* [Written request]
Copy out the whole listing exactly as written, leaving the pictures behind.

——

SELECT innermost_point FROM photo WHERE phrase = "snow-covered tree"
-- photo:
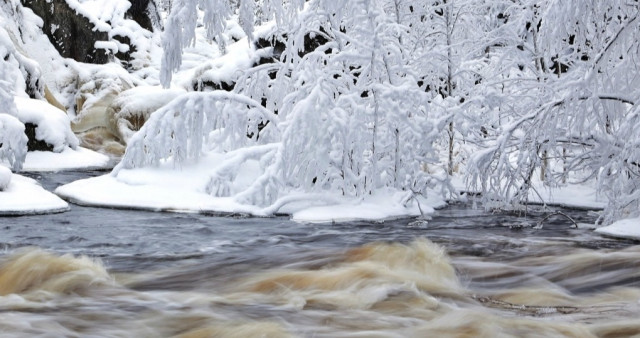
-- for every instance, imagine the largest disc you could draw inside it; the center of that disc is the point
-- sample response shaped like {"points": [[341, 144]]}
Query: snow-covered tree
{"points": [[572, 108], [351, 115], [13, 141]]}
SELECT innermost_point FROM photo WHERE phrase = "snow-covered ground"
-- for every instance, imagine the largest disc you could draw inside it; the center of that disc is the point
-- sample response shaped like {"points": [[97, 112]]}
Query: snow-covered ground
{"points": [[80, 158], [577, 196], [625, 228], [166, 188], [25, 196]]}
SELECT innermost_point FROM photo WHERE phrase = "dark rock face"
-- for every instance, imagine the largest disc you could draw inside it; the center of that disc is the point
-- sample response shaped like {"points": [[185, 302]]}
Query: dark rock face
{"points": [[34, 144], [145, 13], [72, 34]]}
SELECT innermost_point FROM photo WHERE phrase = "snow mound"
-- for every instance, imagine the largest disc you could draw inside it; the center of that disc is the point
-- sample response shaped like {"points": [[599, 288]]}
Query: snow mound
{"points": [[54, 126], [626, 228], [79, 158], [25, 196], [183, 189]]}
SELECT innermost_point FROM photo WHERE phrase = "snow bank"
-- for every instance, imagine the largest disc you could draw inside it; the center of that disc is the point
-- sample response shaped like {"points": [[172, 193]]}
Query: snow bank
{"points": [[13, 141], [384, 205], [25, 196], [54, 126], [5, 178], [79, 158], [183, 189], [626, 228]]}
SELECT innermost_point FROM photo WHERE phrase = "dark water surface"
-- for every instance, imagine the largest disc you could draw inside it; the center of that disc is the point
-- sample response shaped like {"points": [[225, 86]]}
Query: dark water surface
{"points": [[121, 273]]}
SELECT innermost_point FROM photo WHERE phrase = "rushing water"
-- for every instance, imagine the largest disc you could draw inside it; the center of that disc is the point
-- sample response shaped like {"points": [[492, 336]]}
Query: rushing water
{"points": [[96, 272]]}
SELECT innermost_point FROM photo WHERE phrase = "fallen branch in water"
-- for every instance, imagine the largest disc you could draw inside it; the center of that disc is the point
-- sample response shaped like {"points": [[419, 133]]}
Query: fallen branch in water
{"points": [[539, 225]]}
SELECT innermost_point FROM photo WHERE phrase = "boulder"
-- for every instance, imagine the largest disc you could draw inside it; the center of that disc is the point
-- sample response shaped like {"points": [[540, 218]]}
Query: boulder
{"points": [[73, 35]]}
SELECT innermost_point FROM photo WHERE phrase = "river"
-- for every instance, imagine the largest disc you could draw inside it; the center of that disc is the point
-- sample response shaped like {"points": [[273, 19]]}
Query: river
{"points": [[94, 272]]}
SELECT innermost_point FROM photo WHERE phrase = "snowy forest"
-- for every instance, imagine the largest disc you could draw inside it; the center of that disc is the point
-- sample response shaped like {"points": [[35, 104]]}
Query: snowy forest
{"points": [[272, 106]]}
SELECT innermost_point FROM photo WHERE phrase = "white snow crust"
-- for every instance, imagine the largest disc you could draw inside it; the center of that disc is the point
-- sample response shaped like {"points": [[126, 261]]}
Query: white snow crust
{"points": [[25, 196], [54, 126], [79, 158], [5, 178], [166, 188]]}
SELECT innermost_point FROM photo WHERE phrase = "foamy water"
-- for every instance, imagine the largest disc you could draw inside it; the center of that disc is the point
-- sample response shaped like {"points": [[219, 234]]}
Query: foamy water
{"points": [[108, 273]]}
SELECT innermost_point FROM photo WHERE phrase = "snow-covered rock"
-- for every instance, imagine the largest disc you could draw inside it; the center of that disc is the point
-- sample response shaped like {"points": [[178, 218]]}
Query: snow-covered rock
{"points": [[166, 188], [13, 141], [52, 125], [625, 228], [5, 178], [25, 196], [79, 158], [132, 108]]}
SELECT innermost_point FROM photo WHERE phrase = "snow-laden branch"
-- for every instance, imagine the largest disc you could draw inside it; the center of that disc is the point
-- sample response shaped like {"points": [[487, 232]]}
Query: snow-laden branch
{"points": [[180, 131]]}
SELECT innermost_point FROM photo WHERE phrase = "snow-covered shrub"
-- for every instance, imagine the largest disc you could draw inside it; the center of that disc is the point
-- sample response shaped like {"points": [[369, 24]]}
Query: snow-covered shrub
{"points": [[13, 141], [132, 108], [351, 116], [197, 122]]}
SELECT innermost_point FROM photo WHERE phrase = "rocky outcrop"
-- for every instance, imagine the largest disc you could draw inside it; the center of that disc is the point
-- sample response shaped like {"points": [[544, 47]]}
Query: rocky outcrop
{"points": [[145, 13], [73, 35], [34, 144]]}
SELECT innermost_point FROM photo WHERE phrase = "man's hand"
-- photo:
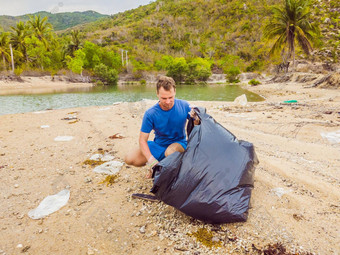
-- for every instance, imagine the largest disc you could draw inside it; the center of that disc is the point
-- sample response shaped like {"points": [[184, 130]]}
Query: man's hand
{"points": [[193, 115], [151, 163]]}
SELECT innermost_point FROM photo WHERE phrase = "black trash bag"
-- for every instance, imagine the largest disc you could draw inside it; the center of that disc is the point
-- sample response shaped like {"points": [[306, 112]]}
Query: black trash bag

——

* [Answer to the exercise]
SELECT innermost_point FROM photo WHERE phrase = "snow-covered tree"
-- photo:
-- for every instance, imagine the largest disc you could draw inside it; the center of that disc is the point
-- sample response shaped like {"points": [[341, 144]]}
Query: snow-covered tree
{"points": [[572, 108], [351, 115], [13, 141]]}
SELECT innermost_point FROM photo WHERE phrase = "snow-covered ground"
-- for every instance, imagine the largest disc you could draw inside it; the center of that disc is the point
-- sample response shaped like {"points": [[97, 112]]}
Query: snow-covered ground
{"points": [[80, 158], [577, 196], [625, 228], [166, 188], [25, 196]]}
SELECT innermost_point FROM photo WHERE phrase = "dark rock face"
-- for every instance, imagine the largest disc you could draw inside it; the center of that disc is the point
-- sample response shaped like {"points": [[185, 302]]}
Query: dark rock face
{"points": [[34, 144], [145, 13], [72, 34]]}
SELECT innermost_point FROM photo WHERE phrase = "snow mound"
-- for every instance, imagine the largest disc you could draw inside it; the center of that disc is the point
-- sample response shaped like {"points": [[599, 288]]}
Query: snow mound
{"points": [[54, 126], [626, 228], [79, 158], [25, 196], [183, 189]]}
SELECT innermost_point FROM photo WHERE phrase = "snow bank"
-- for every instance, imagine the largest disc you could draw inside it; the center of that disc is the point
-- sample response shaped like {"points": [[172, 193]]}
Query: snow bank
{"points": [[13, 141], [384, 205], [25, 196], [54, 126], [5, 178], [79, 158], [183, 189], [626, 228]]}
SELECT innermost_point FROM photo WHERE phrase = "dark water surface"
-- for every instance, imagine the largest disc you could draw inside it; the center of that disc is the point
-- sample response shaped like {"points": [[225, 86]]}
Query: dark water surface
{"points": [[121, 273]]}
SELECT innermost_point FROM photo WHERE phrase = "rushing water"
-- for every instance, imagine the largest disc you could draw inside it; the center of that disc is the point
-- sample response shaped like {"points": [[492, 336]]}
Query: rushing water
{"points": [[96, 272]]}
SELECT innermost_point FROM photo WHERE phrase = "fallen branch in water"
-- for every instance, imagine the largest disc you could draw inside it; the center of that disc is the point
-- sample response shaped like {"points": [[419, 133]]}
Query: fallen branch in water
{"points": [[539, 225]]}
SELECT innermost_point FROM photo WHERE phrase = "boulder"
-- for every instance, imagine the largest disc you could draw inside it; the center of that disc is the point
-- sample response shaped like {"points": [[540, 218]]}
Query: boulder
{"points": [[73, 35]]}
SELECT innermost_point FROM photo WHERE phrase = "river"
-- for every instance, imagine the largest disc you could draw inside it; the center of that disc is the point
-- sample response shaped like {"points": [[273, 19]]}
Query: river
{"points": [[94, 272]]}
SELECT innermost_point FROM photo WHERE phrase = "snowy forest"
-- for every instance, imagine the largest disc you could draw inside it; the center of that disc is the point
-- sample response shaped like {"points": [[35, 104]]}
Query: snowy forest
{"points": [[272, 106]]}
SELECT innermost_point FROM photo WHERE phrase = "white snow crust"
-- for every instance, imagine the largest disc you could draw inside it; the center of that disc is the point
-- sample response shaped like {"points": [[126, 261]]}
Query: white snow crust
{"points": [[25, 196], [54, 126], [79, 158], [5, 178], [166, 188]]}
SELECT innermost_point FROM photo WHERE phrase = "foamy water"
-- for every instance, imagine the largest disc you could draw inside it; the center of that disc is the point
-- sample response shaped like {"points": [[219, 234]]}
Query: foamy water
{"points": [[108, 273]]}
SELECT innermost_point FROM photo WHERE phrase = "snow-covered rock"
-- for every instance, imagine the largest disc you could draw inside it; the center of that disc is the point
-- sample response shaped like {"points": [[178, 218]]}
Query: snow-covered rock
{"points": [[166, 188], [13, 141], [52, 125], [625, 228], [5, 178], [25, 196], [79, 158], [132, 108]]}
SELECT innermost_point FROM photo WHERE phrase = "snow-laden branch"
-- for every instance, imagine the largest disc you could draw inside it; the center of that disc is the point
-- sample response shaped like {"points": [[487, 232]]}
Query: snow-laden branch
{"points": [[180, 131]]}
SELECT innermost_point FROM photo WHERE phrase = "snow-covered shrub"
-- for every instance, imagine the largest disc you could draw inside it; the center of that disc is the point
-- sample response shaped like {"points": [[369, 24]]}
Query: snow-covered shrub
{"points": [[13, 141], [132, 108], [351, 116], [197, 122]]}
SELECT innermost_point FROM photo WHERE phrase = "rocky outcrop"
-- for every instance, imagine the largest disc you could draw inside it; the center of that disc is the point
-- sample response shaped like {"points": [[544, 47]]}
Query: rocky outcrop
{"points": [[145, 13], [73, 35], [34, 144]]}
SELECT innermost_point FROM photo WHERE phrase = "man's hand"
-- photo:
-- for every instance, imagine the largest disc you could draw inside it; the center of that disc is the point
-- sample response shaped like {"points": [[184, 130]]}
Query: man's hand
{"points": [[193, 115], [151, 163]]}
SELECT innermost_point FROM photo WHERE phrase = "black trash bag"
-- for every instance, imagine the largest disc you could draw inside it; the center of that disc is the point
-- sample response shaped like {"points": [[306, 112]]}
Query: black trash bag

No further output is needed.